(Excerpts from a dataset)
########
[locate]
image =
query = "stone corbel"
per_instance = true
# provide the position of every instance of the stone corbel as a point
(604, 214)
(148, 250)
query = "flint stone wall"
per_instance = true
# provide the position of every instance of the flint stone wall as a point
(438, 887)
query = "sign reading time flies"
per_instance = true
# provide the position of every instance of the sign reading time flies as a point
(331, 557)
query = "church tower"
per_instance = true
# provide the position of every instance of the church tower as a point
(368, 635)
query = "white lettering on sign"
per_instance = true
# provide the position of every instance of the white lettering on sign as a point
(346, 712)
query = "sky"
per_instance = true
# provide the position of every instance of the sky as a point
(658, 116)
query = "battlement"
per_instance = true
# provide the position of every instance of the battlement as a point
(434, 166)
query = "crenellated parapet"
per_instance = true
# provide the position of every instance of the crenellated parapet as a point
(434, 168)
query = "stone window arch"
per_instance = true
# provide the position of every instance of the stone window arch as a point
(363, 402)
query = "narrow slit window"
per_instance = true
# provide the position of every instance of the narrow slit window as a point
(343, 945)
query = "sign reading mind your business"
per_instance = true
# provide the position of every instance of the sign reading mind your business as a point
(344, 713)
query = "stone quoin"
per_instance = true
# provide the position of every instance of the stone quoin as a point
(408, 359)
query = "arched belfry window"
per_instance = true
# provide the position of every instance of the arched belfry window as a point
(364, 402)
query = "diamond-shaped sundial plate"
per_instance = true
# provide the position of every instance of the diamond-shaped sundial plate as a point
########
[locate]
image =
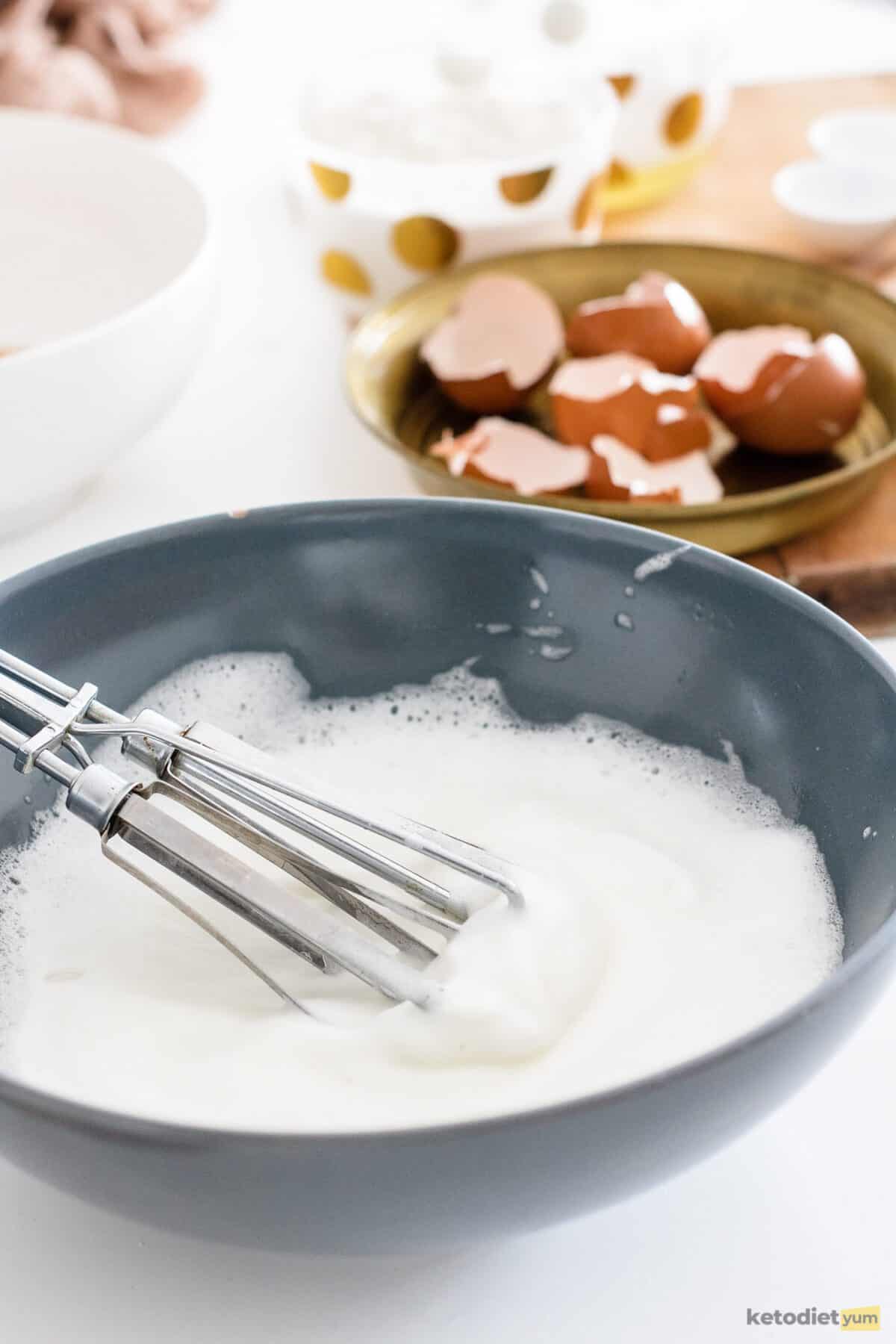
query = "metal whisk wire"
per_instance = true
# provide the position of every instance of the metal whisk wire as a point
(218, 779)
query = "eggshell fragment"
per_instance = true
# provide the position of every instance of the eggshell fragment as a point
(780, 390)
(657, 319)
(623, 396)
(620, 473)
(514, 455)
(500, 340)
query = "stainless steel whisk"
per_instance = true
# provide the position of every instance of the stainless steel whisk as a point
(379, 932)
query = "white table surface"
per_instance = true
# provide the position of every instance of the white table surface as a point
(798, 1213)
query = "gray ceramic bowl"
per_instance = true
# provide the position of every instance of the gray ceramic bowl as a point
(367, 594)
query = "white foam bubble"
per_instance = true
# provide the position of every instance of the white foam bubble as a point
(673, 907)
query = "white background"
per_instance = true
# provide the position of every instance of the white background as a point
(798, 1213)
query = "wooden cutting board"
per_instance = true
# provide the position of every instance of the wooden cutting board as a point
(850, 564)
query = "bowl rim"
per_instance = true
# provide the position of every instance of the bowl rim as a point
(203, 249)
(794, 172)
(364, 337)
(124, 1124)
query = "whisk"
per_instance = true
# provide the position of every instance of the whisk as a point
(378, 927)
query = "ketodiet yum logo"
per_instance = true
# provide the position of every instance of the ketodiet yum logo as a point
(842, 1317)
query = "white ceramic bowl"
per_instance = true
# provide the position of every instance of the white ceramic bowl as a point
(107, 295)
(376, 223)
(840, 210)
########
WHAT IS NEEDED:
Read the entries above, then pull out the lines that include "plate".

TASK RESULT:
query = "diamond-shaped sundial plate"
# provide the position of every instance of the diamond-shaped sundial plate as a point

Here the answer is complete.